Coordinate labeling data
__________

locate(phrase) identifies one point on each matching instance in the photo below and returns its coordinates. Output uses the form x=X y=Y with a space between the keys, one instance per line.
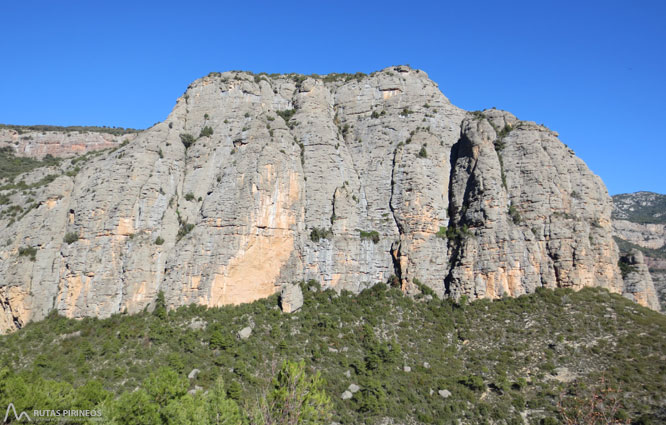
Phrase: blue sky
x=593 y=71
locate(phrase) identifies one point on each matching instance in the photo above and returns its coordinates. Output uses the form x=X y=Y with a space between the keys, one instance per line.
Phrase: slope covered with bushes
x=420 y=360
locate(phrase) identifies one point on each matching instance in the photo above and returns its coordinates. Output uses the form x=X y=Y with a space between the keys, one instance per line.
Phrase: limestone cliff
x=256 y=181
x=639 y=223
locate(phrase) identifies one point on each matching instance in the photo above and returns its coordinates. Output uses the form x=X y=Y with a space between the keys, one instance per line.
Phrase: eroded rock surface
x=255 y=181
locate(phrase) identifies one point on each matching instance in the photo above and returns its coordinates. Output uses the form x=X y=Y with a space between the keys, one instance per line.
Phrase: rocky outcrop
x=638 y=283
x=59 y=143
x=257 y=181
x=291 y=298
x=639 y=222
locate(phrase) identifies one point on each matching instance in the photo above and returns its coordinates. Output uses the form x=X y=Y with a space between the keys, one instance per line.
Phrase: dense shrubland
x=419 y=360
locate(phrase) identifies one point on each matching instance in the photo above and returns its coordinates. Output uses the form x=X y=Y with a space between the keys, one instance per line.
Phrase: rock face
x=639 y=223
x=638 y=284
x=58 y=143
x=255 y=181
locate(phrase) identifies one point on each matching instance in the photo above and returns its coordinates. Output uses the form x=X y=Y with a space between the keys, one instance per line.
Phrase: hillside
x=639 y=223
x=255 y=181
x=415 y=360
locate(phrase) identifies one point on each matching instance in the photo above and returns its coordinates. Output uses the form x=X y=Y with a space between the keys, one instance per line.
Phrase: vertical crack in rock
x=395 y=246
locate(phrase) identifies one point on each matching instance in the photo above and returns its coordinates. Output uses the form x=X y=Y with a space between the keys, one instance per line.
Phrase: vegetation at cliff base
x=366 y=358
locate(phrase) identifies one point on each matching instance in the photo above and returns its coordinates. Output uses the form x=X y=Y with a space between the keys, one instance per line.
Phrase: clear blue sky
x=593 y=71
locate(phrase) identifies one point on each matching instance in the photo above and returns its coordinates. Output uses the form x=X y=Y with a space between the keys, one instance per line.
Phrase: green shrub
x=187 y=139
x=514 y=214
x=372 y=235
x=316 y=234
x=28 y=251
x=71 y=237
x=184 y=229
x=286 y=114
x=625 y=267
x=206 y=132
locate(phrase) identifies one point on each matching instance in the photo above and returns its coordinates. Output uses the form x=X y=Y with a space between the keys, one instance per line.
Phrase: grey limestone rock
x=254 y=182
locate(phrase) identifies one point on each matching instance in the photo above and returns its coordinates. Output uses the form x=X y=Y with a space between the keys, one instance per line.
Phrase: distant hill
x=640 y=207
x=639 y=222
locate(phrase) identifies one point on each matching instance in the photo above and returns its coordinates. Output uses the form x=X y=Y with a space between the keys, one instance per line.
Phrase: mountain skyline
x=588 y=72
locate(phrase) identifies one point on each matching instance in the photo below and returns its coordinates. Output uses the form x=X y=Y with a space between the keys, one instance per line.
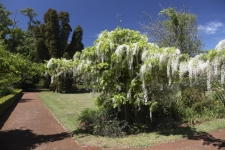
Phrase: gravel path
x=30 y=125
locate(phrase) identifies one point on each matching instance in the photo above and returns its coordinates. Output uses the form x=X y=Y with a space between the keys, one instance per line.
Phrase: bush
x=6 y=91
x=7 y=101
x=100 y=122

__________

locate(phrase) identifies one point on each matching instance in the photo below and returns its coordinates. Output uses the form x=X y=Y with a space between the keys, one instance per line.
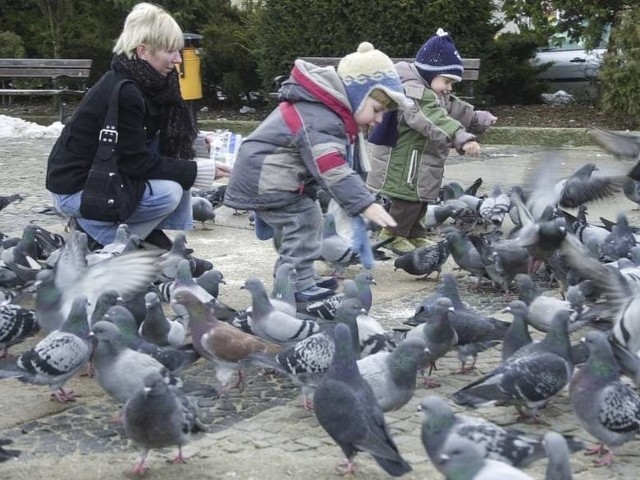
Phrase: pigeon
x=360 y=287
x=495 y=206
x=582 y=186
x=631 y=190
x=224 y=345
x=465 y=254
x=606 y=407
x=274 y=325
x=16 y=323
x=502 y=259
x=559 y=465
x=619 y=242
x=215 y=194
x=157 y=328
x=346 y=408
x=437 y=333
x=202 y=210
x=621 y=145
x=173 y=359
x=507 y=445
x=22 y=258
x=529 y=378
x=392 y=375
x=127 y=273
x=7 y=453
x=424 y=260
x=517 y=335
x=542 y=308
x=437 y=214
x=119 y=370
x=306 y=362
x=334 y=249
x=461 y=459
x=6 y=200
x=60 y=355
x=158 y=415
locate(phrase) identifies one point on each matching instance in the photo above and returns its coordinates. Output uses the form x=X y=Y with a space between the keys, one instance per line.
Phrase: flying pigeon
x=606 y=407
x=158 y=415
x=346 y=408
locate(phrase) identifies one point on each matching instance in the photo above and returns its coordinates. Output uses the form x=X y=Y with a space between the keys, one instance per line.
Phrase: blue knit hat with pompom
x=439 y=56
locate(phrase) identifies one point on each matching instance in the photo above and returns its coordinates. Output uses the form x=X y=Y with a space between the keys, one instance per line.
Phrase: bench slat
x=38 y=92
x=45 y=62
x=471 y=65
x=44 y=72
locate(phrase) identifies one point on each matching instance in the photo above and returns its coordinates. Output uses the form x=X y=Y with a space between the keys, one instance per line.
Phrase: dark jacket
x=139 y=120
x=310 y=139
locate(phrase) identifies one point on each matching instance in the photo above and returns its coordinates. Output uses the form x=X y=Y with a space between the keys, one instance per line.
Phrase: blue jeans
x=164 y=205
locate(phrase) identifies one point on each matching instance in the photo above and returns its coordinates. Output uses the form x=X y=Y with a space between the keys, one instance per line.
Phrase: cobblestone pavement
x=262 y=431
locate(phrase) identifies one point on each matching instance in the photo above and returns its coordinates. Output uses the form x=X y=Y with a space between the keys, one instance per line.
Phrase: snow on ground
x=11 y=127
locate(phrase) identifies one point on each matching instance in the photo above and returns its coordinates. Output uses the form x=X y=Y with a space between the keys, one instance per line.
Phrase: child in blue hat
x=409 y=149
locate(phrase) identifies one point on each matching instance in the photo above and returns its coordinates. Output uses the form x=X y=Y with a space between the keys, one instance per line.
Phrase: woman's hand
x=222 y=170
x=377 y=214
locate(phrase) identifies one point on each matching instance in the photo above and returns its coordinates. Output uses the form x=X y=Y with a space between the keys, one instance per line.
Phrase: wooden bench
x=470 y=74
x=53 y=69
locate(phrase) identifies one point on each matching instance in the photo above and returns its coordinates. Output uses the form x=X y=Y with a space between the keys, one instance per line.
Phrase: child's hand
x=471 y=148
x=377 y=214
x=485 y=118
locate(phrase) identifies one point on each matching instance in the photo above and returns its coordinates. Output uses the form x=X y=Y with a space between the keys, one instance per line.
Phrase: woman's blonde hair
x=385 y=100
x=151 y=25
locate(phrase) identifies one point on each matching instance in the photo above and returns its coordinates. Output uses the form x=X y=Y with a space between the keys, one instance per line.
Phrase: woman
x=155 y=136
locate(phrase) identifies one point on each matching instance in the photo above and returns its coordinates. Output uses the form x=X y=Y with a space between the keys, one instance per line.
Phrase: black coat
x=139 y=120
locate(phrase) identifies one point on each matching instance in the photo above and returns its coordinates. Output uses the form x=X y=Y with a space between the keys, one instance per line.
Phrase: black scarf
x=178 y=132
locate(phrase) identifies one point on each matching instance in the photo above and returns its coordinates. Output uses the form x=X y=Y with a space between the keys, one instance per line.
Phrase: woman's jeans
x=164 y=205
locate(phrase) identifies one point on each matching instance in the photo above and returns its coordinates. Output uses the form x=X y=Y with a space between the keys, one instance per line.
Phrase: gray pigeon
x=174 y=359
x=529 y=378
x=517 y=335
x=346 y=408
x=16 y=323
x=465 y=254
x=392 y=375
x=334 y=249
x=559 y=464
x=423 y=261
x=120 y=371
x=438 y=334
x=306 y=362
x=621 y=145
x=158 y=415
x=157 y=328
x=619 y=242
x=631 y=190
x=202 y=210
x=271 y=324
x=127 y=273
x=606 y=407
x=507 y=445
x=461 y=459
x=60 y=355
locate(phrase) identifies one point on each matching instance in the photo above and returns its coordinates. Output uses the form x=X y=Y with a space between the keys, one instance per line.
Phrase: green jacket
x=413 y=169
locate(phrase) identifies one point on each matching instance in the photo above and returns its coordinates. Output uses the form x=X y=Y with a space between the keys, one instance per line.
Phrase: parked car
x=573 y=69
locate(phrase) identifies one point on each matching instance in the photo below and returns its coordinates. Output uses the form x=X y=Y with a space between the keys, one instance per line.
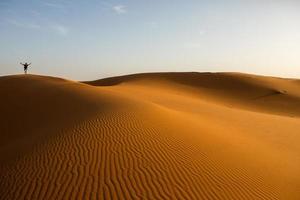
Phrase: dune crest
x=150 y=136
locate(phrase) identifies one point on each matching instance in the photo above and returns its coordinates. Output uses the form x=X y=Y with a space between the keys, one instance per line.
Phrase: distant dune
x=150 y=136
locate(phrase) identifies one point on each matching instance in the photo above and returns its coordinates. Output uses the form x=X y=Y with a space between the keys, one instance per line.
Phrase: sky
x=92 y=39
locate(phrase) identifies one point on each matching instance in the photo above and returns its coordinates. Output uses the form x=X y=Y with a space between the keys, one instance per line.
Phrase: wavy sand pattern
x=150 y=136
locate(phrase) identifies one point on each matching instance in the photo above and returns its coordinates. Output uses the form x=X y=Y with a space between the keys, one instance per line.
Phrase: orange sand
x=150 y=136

__________

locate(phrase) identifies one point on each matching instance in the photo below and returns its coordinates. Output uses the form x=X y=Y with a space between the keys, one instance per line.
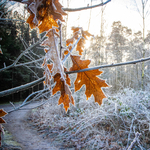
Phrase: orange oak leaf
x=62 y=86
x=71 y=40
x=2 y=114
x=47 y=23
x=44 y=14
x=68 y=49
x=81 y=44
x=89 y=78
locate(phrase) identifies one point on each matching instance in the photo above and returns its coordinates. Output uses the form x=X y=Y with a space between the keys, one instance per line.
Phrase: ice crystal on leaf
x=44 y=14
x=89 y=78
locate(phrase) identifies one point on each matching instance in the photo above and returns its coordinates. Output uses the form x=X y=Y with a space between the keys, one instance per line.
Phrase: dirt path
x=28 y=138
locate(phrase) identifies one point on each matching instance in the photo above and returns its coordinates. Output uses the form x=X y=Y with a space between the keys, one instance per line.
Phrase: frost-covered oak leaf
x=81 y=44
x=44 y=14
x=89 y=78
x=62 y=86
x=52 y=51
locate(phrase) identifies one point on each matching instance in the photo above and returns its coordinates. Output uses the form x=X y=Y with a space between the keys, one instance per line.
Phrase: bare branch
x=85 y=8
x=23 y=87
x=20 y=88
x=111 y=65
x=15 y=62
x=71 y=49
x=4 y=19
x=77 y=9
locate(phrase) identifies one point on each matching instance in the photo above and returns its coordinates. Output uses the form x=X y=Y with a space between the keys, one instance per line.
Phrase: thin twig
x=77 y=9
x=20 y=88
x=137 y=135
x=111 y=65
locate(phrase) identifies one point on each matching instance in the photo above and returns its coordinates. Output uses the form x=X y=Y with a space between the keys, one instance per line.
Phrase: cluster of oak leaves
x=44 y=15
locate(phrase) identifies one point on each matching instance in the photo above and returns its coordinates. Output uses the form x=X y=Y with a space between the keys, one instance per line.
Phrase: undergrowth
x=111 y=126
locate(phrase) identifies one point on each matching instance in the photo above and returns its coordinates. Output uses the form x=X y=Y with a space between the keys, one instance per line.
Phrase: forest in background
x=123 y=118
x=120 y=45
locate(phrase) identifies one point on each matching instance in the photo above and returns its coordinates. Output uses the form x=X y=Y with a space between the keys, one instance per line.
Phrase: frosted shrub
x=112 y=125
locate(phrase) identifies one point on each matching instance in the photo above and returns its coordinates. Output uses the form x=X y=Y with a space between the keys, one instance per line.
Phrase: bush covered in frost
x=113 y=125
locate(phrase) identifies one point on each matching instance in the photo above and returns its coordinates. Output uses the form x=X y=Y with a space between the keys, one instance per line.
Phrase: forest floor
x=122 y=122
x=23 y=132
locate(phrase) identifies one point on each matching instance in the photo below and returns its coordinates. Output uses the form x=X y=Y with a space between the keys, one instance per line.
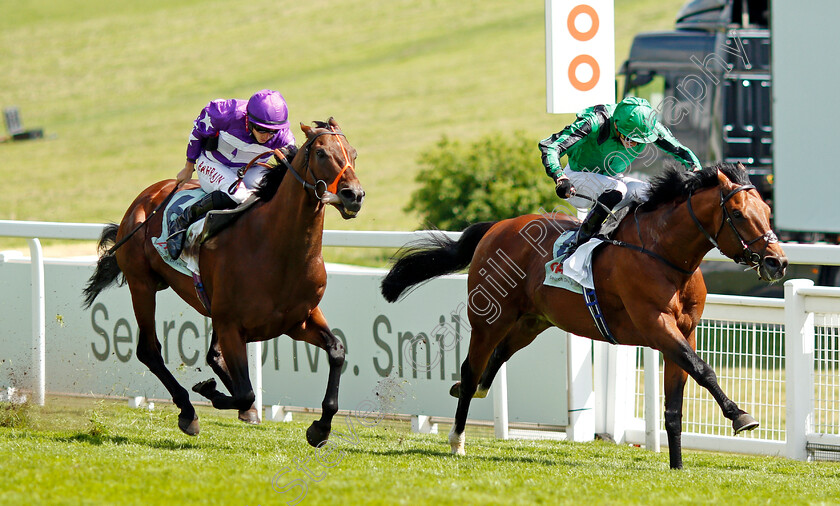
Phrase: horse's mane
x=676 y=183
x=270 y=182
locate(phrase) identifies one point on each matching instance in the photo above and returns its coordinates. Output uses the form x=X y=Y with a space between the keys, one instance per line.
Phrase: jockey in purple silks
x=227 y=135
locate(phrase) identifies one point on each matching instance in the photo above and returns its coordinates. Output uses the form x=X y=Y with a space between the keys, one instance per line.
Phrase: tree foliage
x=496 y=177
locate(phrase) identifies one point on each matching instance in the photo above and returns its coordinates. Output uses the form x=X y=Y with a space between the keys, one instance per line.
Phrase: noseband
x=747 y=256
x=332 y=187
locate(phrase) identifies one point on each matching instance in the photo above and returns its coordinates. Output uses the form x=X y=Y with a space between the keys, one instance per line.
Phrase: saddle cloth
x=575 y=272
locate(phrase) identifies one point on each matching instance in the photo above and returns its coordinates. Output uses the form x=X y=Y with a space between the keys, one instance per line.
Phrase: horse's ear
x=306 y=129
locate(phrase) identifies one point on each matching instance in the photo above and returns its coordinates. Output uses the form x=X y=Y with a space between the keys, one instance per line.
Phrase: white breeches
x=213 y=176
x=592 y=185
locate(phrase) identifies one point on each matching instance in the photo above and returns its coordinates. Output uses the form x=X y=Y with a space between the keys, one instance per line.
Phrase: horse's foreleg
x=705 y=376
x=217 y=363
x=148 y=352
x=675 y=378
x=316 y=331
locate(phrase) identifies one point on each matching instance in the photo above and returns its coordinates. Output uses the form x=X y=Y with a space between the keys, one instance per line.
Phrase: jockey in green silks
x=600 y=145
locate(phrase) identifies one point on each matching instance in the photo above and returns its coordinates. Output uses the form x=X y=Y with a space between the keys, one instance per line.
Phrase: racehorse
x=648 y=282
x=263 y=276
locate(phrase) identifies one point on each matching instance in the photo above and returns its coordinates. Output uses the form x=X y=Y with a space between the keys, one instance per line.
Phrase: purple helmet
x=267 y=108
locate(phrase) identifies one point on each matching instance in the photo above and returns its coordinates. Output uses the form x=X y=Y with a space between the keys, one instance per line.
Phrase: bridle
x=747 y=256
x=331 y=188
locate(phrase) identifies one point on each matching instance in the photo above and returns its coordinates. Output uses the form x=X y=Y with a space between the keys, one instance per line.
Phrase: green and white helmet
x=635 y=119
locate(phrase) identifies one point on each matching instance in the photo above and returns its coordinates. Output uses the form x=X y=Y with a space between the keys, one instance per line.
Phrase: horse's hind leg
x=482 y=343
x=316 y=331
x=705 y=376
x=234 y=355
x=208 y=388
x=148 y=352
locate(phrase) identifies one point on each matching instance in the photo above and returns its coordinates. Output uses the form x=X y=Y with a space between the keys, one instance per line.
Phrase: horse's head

__________

Work to do
Extract every line of the records that contains the string "pigeon", and treat uppercase and lowercase as different.

Final answer
Phrase: pigeon
Phrase: flying pigeon
Phrase: gray pigeon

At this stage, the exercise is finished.